* **PASSAGE FOR REVIEW**
Penumbra, 1907, may have been Pemberton’s visualization of her post-marriage situation. As the title suggests, the figure is between light and shade, awaiting the return of the sun.
Reputation and Legacy
Pemberton has been described as the first artist from British Columbia to receive international professional distinction. She was one of only a handful of Canadian women artists overseas during the 1890s, and her prestigious exhibition record remains admirable, both for her time and as a woman artist working within an overtly male preserve. Her relative obscurity in Canada, during her lifetime and since, stems from life choices she made as dictated by social expectations or financial worries, her long residency in England, and serious health issues that interrupted her professional trajectory and removed her from public view.
Equally responsible for Pemberton’s invisibility was the isolated position of British Columbia in relation to the art scene in central and eastern Canada and to the site of major art exhibitions. One Victoria reporter suggested in 1954 that the “lack of full recognition has evidently been due to a number of factors, among which has been our traditional disbelief in the viability of our native talent.” These same observations applied to another Victoria artist, Emily Carr, during the first five decades of her life. Pemberton, moreover, kept many of her artworks and bequeathed them to family members, meaning that they have been exhibited only infrequently.

* **DATA SUPPLIED**
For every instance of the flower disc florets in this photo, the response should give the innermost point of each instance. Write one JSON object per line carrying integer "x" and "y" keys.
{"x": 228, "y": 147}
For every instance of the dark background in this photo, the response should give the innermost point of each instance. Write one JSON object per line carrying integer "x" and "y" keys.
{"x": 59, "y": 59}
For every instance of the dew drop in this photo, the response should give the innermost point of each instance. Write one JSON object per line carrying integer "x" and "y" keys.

* **EXERCISES TO COMPLETE**
[A] Retype the passage on Pemberton's reputation and legacy, starting with "Penumbra, 1907, may" and going on through "of the sun.".
[B] Write what comes next in the passage on Pemberton's reputation and legacy, picking up after its final sentence.

* **ANSWERS FOR THE EXERCISE**
[A]
Penumbra, 1907, may have been Pemberton’s visualization of her post-marriage situation. As the title suggests, the figure is between light and shade, awaiting the return of the sun.

[B]
Despite Pemberton’s success in winning the Prix Julian and the Julian-Smith awards in Paris and her decade of prestigious exhibitions and positive reviews, vestiges of gendered bias in defining the term “professional artist” have also limited her reputation over the last hundred years. The standard interpretation has been that she ceased to be a serious artist after her marriage. Her exhibition record belies this view, although health issues played a significant role.
Pemberton’s change in surname after both her marriages contributed to her loss of public identity. For instance, Penumbra, 1907 (at the Royal Canadian Academy of Arts in 1907), and both Memories, c.1909, and The Amber Window at Knole, 1915 (at the Royal Academy of Arts in 1910 and 1916, respectively), all bore the surname Beanlands—as did a number of landscapes she painted for her solo exhibition at the Doré Gallery in London. La Napoule Bay, 1926, which sold through a private gallery, was signed S.D. Drummond. In addition, Pemberton’s focus on interior decorative objects after her health crisis in 1916–18 may well have suggested to some that she had switched to a frivolous pursuit. Yet she never relinquished identifying as an artist. On her return to Canada in 1949, at the age of eighty, she listed her occupation as “artist.”
Our current understanding of Pemberton’s oeuvre and life has been shaped by three retrospective exhibitions—at the Vancouver Art Gallery (1954) and the Art Gallery of Victoria (1967 and 1978). Each one traced her career until 1904 and exhibited paintings held by Pemberton family members and those donated to both galleries and the British Columbia government. Since then, only a few of these works have appeared in exhibitions of Impressionism or Canadian women artists. Many significant canvases Pemberton painted and exhibited during her fifty years overseas have not yet been located, probably because they sold to private purchasers.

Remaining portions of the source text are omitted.